> [Written instruction]:
Pick out every line of the records below that contains the string "water", and copy each such line. Case counts, so only an exact match of uppercase and lowercase letters qualifies.

> [Input rows]:

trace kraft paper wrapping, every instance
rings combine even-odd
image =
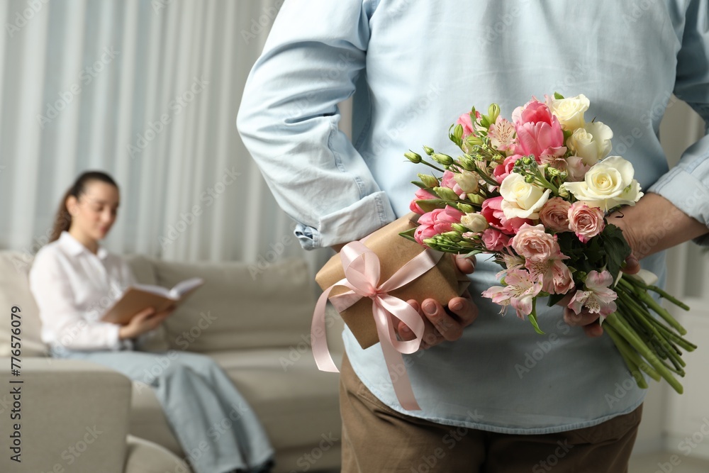
[[[418,243],[399,235],[416,226],[412,221],[416,217],[418,216],[413,213],[406,215],[361,240],[379,258],[379,284],[389,279],[399,268],[425,250]],[[345,270],[338,254],[331,257],[318,272],[316,281],[325,290],[344,277]],[[445,306],[450,299],[462,294],[469,284],[465,274],[458,271],[453,258],[444,255],[438,264],[423,276],[389,294],[403,301],[414,299],[421,302],[424,299],[434,299]],[[352,296],[340,296],[348,290],[344,286],[333,289],[330,301],[336,309],[351,301]],[[354,296],[355,299],[357,297]],[[368,348],[379,342],[369,298],[359,299],[348,308],[339,311],[362,348]]]

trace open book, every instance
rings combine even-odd
[[[131,286],[106,311],[101,320],[125,324],[144,308],[155,307],[155,311],[160,312],[170,306],[179,306],[203,284],[204,280],[201,278],[193,277],[177,283],[172,289],[150,284]]]

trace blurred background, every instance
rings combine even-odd
[[[314,274],[330,253],[301,249],[235,125],[281,4],[0,3],[0,249],[36,252],[61,196],[96,169],[121,187],[104,242],[113,252],[185,262],[296,256]],[[349,110],[342,104],[345,131]],[[668,159],[704,131],[671,100],[661,131]],[[676,315],[700,348],[686,357],[683,396],[651,387],[632,471],[709,471],[696,460],[709,459],[709,265],[693,244],[671,253],[669,289],[693,308]]]

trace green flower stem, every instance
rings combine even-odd
[[[665,292],[660,288],[657,287],[657,286],[648,286],[647,289],[650,291],[652,291],[653,292],[657,292],[660,295],[660,297],[667,299],[674,305],[681,307],[685,311],[689,310],[689,306],[684,304],[681,301],[679,300],[676,297],[674,297],[674,296],[667,294],[666,292]]]
[[[425,165],[428,166],[429,167],[432,167],[433,169],[435,169],[435,170],[437,170],[437,171],[438,171],[440,172],[445,172],[445,169],[442,169],[441,168],[438,167],[435,165],[432,164],[430,162],[428,162],[428,161],[426,161],[425,160],[424,160],[423,158],[421,159],[421,164]]]
[[[618,285],[621,287],[624,287],[627,290],[632,291],[633,294],[635,294],[635,297],[638,299],[638,301],[644,303],[648,308],[652,308],[655,313],[657,313],[660,317],[664,319],[664,321],[673,328],[677,330],[680,335],[686,335],[687,330],[680,324],[674,317],[667,311],[666,308],[657,304],[652,297],[647,294],[647,292],[642,289],[642,286],[637,286],[633,287],[631,284],[632,283],[628,282],[625,277],[621,277],[620,281],[618,282]],[[618,287],[616,288],[618,289]]]
[[[638,369],[642,369],[642,371],[647,373],[648,375],[655,381],[659,381],[661,379],[659,373],[658,373],[655,369],[652,368],[650,365],[646,363],[640,355],[637,354],[632,347],[627,344],[623,337],[621,337],[618,333],[614,329],[610,324],[606,324],[604,327],[605,331],[608,333],[610,338],[613,340],[615,344],[615,347],[620,352],[620,355],[623,356],[623,360],[625,360],[625,365],[627,365],[628,369],[630,370],[630,373],[632,374],[633,377],[635,378],[635,382],[637,383],[639,387],[643,389],[647,389],[647,383],[645,382],[645,379],[640,374]]]
[[[605,321],[618,330],[618,333],[637,350],[640,356],[647,360],[652,367],[657,370],[675,391],[681,394],[684,389],[679,382],[672,376],[672,372],[667,369],[665,365],[657,359],[655,354],[637,338],[635,333],[623,323],[622,318],[619,317],[618,315],[618,312],[614,312],[605,318]]]
[[[634,304],[634,301],[628,296],[627,294],[619,292],[618,295],[620,296],[620,300],[623,301],[623,306],[626,310],[630,310],[633,312],[635,316],[635,319],[638,321],[650,333],[654,335],[656,340],[657,340],[660,345],[663,345],[664,347],[665,343],[669,343],[666,337],[662,336],[659,330],[655,327],[652,323],[651,323],[648,320],[648,317],[652,318],[649,313],[647,315],[641,312],[637,306]],[[672,351],[674,351],[674,350]]]
[[[683,348],[688,352],[693,352],[697,349],[697,345],[693,343],[687,341],[682,337],[679,336],[674,332],[671,331],[670,329],[667,328],[662,324],[659,321],[656,319],[654,317],[649,317],[647,320],[651,322],[660,332],[662,332],[668,340],[671,340],[674,343],[676,343],[680,347]]]

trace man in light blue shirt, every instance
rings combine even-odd
[[[249,77],[238,126],[298,222],[301,245],[318,248],[361,238],[406,213],[415,190],[410,182],[421,169],[403,153],[427,145],[456,155],[448,126],[471,106],[496,102],[510,118],[532,95],[554,91],[588,96],[587,116],[615,132],[612,154],[634,165],[646,195],[615,220],[642,267],[664,281],[664,250],[708,241],[709,136],[671,169],[658,136],[673,93],[709,123],[708,0],[289,0]],[[337,104],[352,94],[350,142],[337,128]],[[538,320],[547,335],[536,335],[481,298],[498,284],[498,269],[479,257],[470,293],[479,316],[459,338],[407,355],[421,411],[398,405],[379,345],[362,350],[345,329],[347,357],[375,401],[403,419],[506,435],[581,431],[635,411],[644,391],[629,382],[610,339],[599,336],[597,318],[572,321],[560,307],[545,308]],[[344,412],[343,419],[347,430]],[[631,434],[616,463],[594,471],[623,471]],[[358,447],[401,445],[358,442],[347,447],[357,462],[364,461]],[[440,436],[437,442],[449,451]],[[447,456],[464,455],[461,450]],[[557,458],[559,465],[573,467],[581,452]],[[476,462],[487,468],[481,471],[514,471],[479,458],[467,471]],[[399,458],[401,469],[359,469],[420,471],[420,459]]]

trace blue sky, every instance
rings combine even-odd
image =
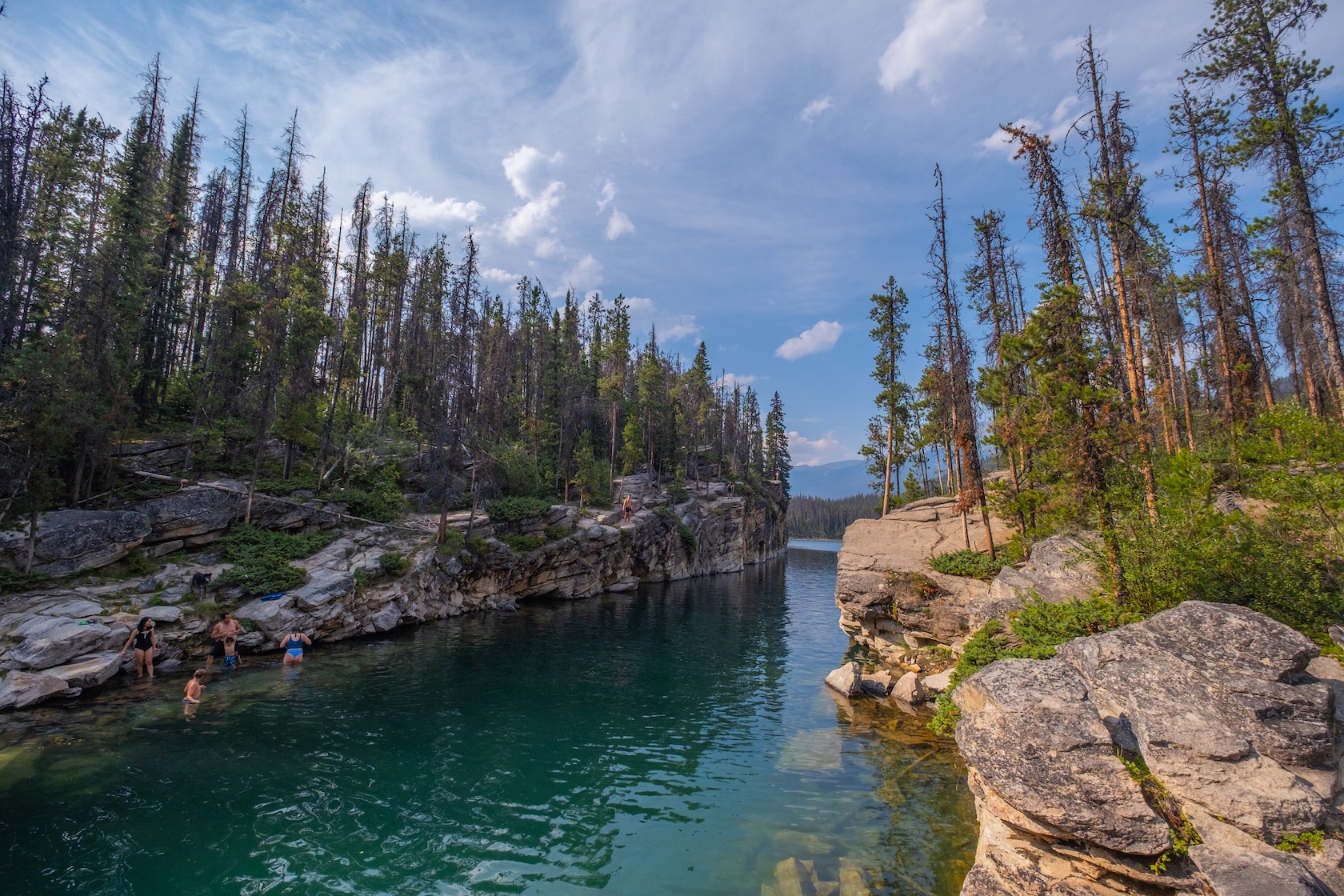
[[[200,83],[206,168],[243,105],[259,146],[297,109],[333,214],[371,177],[422,234],[474,227],[503,293],[520,274],[552,294],[625,293],[664,345],[689,355],[703,339],[715,368],[778,390],[794,459],[814,463],[862,442],[868,297],[888,274],[911,297],[918,375],[934,164],[956,267],[970,216],[1000,208],[1035,282],[1030,197],[996,126],[1063,136],[1090,26],[1156,173],[1181,52],[1208,13],[1202,0],[9,0],[0,64],[125,126],[161,52],[175,110]],[[1341,16],[1306,43],[1328,63],[1344,62]],[[1163,222],[1185,204],[1160,177],[1150,196]]]

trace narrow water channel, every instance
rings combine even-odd
[[[952,896],[965,770],[821,684],[835,568],[794,548],[216,668],[195,709],[163,676],[0,719],[0,891],[758,896],[792,856]]]

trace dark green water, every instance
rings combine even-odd
[[[112,688],[0,733],[5,893],[956,893],[964,770],[839,707],[833,553]]]

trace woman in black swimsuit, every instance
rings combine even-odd
[[[149,617],[141,617],[140,623],[136,625],[136,630],[130,633],[126,638],[126,643],[121,647],[121,653],[117,656],[125,656],[126,649],[130,645],[136,645],[136,674],[142,672],[149,672],[149,677],[155,677],[155,647],[159,646],[159,635],[155,634],[155,621]]]

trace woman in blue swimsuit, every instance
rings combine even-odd
[[[302,631],[290,631],[285,638],[285,657],[281,662],[286,666],[304,661],[304,645],[312,646],[312,641]]]

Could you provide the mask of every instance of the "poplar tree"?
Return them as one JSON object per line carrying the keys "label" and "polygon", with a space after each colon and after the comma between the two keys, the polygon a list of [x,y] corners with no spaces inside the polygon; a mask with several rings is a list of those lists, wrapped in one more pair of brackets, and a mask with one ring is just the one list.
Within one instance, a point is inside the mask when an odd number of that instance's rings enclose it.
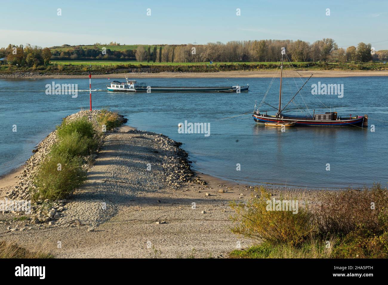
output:
{"label": "poplar tree", "polygon": [[156,61],[156,46],[154,46],[154,51],[152,53],[152,61],[154,62]]}

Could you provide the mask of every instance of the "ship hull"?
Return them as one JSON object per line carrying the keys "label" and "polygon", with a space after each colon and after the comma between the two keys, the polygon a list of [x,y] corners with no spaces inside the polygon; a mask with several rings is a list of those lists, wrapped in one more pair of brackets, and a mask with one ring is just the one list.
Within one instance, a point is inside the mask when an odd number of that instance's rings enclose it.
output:
{"label": "ship hull", "polygon": [[364,116],[358,116],[347,119],[341,119],[341,120],[314,120],[312,117],[284,117],[282,118],[255,114],[252,116],[255,121],[259,124],[295,122],[295,126],[298,126],[362,127],[364,121]]}
{"label": "ship hull", "polygon": [[[107,87],[108,91],[119,92],[145,92],[149,93],[153,92],[224,92],[227,93],[237,93],[238,92],[248,91],[249,86],[242,86],[240,88],[232,88],[228,87],[162,87],[150,86],[149,88],[144,87],[134,88],[112,88]],[[238,91],[239,90],[239,91]]]}

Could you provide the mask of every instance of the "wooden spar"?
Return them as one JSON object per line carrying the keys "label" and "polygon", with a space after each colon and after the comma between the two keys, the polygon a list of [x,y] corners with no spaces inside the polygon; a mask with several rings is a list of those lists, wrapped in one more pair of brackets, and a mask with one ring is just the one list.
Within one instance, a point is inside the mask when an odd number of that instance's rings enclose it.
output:
{"label": "wooden spar", "polygon": [[[286,104],[286,105],[284,106],[284,107],[282,109],[282,111],[283,110],[284,110],[284,109],[286,108],[286,107],[287,106],[288,106],[288,104],[290,104],[290,103],[291,102],[291,101],[292,101],[294,99],[294,98],[295,98],[295,97],[298,95],[298,93],[299,93],[299,91],[300,91],[301,90],[302,90],[302,88],[303,88],[303,86],[304,86],[306,85],[306,83],[307,83],[307,81],[308,81],[309,80],[310,80],[310,79],[311,78],[311,76],[313,76],[312,74],[311,75],[310,75],[310,77],[308,78],[308,79],[306,81],[306,82],[305,82],[305,84],[303,84],[303,85],[302,85],[302,87],[301,87],[300,88],[299,88],[299,90],[298,90],[298,92],[296,92],[296,93],[295,94],[295,95],[294,95],[293,97],[292,97],[292,99],[291,99],[291,100],[290,100],[288,102],[288,103]],[[311,114],[311,113],[310,114]]]}
{"label": "wooden spar", "polygon": [[280,66],[280,91],[279,92],[279,109],[278,110],[277,116],[280,117],[281,110],[282,109],[282,79],[283,78],[283,50],[282,50],[282,64]]}

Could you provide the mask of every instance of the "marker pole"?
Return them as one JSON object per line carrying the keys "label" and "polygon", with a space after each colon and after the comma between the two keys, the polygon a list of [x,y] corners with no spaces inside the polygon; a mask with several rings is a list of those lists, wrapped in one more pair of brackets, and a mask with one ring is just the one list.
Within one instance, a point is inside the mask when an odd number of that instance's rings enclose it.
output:
{"label": "marker pole", "polygon": [[89,98],[90,101],[90,111],[92,111],[92,83],[90,82],[90,78],[92,77],[92,74],[89,74]]}

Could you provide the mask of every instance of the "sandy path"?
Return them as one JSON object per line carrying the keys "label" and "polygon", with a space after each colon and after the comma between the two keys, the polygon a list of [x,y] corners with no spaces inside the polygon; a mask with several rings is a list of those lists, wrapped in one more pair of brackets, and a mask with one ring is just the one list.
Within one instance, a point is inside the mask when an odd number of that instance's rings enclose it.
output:
{"label": "sandy path", "polygon": [[[166,150],[152,135],[128,130],[124,127],[120,130],[124,132],[107,135],[87,183],[65,204],[55,225],[20,221],[19,227],[33,228],[10,232],[6,223],[1,223],[0,239],[28,248],[43,246],[63,257],[225,256],[238,242],[242,248],[250,244],[230,231],[228,205],[231,200],[248,197],[251,189],[234,185],[218,193],[215,180],[206,187],[187,183],[172,190],[162,181]],[[146,169],[148,163],[151,171]],[[13,216],[6,214],[2,219]],[[94,231],[88,231],[91,225]]]}

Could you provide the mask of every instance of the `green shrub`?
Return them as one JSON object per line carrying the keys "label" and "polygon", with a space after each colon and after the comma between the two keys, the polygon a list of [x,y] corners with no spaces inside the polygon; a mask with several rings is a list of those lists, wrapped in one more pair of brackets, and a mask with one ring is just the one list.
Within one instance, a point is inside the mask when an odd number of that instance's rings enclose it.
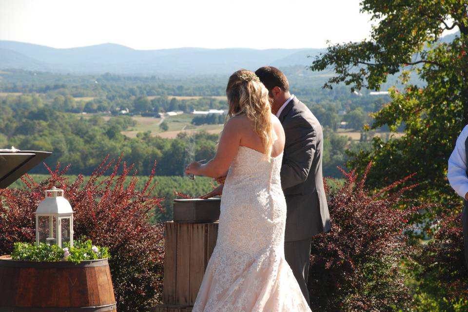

> [Exercise output]:
trace narrow water channel, every instance
trace dark green water, every instance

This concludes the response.